Folding a Single-Molecule Junction

Abstract

Stimuli-responsive molecular junctions, where the conductance can be altered by an external perturbation, are an important class of nanoelectronic devices. These have recently attracted interest as large effects can be introduced through exploitation of quantum phenomena. We show here that significant changes in conductance can be attained as a molecule is repeatedly compressed and relaxed, resulting in molecular folding along a flexible fragment and cycling between an anti and a syn conformation. Power spectral density analysis and DFT transport calculations show that through-space tunneling between two phenyl fragments is responsible for the conductance increase as the molecule is mechanically folded to the syn conformation. This phenomenon represents a novel class of mechanoresistive molecular devices, where the functional moiety is embedded in the conductive backbone and exploits intramolecular nonbonding interactions, in contrast to most studies where mechanoresistivity arises from changes in the molecule–electrode interface.

WRITTEN TASK A: Repeat the abstract on folding a single-molecule junction word for word.

EXTRACTED INFORMATION:
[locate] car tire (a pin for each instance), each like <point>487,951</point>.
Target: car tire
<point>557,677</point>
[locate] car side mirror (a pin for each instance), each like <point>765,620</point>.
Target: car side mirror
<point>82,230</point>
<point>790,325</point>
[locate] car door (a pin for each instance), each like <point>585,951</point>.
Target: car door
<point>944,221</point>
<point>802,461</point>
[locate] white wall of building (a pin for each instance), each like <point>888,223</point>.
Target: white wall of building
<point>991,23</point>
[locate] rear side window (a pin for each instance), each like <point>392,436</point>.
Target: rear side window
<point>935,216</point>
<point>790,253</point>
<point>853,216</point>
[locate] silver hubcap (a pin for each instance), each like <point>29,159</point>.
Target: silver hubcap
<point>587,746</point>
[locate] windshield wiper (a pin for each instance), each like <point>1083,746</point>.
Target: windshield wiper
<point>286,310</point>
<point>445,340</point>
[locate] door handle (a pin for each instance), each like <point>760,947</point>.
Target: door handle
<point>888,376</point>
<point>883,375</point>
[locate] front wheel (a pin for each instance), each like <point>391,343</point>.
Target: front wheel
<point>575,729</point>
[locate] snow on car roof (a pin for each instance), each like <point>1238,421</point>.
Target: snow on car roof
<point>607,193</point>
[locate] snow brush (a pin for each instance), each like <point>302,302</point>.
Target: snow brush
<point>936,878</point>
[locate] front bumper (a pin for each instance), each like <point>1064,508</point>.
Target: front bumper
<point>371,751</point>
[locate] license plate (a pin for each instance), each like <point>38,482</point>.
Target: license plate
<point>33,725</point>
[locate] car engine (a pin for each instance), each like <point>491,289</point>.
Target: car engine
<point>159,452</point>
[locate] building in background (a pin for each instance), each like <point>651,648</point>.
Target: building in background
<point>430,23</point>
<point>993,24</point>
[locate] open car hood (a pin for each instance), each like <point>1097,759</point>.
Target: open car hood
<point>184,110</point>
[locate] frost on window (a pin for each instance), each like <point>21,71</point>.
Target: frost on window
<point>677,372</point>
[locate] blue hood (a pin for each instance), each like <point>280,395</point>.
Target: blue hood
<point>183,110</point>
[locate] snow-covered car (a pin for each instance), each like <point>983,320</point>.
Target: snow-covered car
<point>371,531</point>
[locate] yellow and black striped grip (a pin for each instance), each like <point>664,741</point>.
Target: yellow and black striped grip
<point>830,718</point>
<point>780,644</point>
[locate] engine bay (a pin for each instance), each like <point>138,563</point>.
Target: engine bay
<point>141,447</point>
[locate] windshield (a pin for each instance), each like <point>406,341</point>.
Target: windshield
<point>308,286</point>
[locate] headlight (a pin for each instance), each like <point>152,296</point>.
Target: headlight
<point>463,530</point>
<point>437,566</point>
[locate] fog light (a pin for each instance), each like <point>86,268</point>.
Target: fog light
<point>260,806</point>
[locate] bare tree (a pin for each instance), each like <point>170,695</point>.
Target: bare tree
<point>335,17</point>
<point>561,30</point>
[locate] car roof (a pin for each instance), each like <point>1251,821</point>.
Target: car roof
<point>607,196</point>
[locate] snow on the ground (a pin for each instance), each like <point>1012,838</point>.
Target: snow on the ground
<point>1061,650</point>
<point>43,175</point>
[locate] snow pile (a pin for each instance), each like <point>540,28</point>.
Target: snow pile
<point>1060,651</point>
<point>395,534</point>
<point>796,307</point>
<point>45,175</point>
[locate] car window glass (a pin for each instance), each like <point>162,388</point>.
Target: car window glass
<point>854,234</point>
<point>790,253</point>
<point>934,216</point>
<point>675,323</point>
==
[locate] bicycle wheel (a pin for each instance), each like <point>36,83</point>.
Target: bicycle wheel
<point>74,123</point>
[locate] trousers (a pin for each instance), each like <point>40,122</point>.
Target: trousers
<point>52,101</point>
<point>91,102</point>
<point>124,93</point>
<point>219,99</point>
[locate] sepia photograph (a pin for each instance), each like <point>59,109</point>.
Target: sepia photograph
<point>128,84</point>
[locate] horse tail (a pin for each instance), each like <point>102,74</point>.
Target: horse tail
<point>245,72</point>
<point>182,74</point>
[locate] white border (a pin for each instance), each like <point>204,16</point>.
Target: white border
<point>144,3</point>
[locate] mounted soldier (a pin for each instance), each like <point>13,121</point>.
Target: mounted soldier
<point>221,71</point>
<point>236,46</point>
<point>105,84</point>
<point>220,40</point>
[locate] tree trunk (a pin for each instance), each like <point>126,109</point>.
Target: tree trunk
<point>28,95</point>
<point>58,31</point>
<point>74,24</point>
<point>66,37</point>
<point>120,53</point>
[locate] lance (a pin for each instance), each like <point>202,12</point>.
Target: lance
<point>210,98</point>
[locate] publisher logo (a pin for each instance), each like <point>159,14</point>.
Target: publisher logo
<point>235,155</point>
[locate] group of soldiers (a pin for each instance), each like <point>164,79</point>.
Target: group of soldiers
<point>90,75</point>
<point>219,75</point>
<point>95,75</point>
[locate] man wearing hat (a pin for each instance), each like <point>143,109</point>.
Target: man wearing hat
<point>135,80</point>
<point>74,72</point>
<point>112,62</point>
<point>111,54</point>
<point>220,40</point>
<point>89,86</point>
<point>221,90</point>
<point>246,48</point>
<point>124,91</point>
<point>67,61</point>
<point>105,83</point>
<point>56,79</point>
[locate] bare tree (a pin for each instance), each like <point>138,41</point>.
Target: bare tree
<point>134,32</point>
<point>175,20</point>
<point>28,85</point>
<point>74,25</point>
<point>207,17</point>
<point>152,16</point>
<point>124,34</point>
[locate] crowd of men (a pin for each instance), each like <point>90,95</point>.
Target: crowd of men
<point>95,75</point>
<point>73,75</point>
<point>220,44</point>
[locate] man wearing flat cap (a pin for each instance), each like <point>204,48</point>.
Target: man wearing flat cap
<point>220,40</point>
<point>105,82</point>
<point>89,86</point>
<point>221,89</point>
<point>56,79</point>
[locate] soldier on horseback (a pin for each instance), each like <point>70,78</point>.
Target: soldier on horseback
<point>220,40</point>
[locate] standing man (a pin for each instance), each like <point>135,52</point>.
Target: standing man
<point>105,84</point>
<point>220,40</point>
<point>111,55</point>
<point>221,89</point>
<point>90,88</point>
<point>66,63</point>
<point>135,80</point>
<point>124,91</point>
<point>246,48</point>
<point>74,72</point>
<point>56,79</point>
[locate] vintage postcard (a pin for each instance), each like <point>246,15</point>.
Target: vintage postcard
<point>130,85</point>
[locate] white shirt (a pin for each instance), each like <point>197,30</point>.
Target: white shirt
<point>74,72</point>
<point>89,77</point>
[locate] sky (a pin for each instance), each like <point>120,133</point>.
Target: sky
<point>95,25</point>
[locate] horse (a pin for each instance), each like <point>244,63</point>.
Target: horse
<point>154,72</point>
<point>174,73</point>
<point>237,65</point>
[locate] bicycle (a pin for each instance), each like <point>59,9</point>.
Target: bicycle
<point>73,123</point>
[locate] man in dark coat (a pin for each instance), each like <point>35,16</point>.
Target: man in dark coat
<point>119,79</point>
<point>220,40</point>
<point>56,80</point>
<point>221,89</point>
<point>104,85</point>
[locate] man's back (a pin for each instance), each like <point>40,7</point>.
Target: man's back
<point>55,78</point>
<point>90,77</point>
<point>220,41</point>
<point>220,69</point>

WRITTEN TASK B: Reproduce the listing from the line containing "[locate] soldier on" up to and including the line containing "<point>95,25</point>", copying those lines exactly.

TASK RESPONSE A:
Folding a Single-Molecule Junction

Abstract

Stimuli-responsive molecular junctions, where the conductance can be altered by an external perturbation, are an important class of nanoelectronic devices. These have recently attracted interest as large effects can be introduced through exploitation of quantum phenomena. We show here that significant changes in conductance can be attained as a molecule is repeatedly compressed and relaxed, resulting in molecular folding along a flexible fragment and cycling between an anti and a syn conformation. Power spectral density analysis and DFT transport calculations show that through-space tunneling between two phenyl fragments is responsible for the conductance increase as the molecule is mechanically folded to the syn conformation. This phenomenon represents a novel class of mechanoresistive molecular devices, where the functional moiety is embedded in the conductive backbone and exploits intramolecular nonbonding interactions, in contrast to most studies where mechanoresistivity arises from changes in the molecule–electrode interface.

TASK RESPONSE B:
[locate] soldier on horseback (a pin for each instance), each like <point>70,78</point>.
Target: soldier on horseback
<point>220,40</point>
[locate] standing man (a pin for each instance), each like <point>135,52</point>.
Target: standing man
<point>105,84</point>
<point>220,40</point>
<point>111,55</point>
<point>221,89</point>
<point>90,88</point>
<point>66,63</point>
<point>135,80</point>
<point>124,91</point>
<point>246,48</point>
<point>74,72</point>
<point>56,79</point>
[locate] vintage postcard (a pin for each instance), each like <point>246,15</point>.
Target: vintage postcard
<point>130,85</point>
[locate] white shirt (a pin for each instance), each like <point>197,30</point>.
Target: white shirt
<point>74,72</point>
<point>89,77</point>
[locate] sky (a pin for each instance), each like <point>120,133</point>.
Target: sky
<point>95,25</point>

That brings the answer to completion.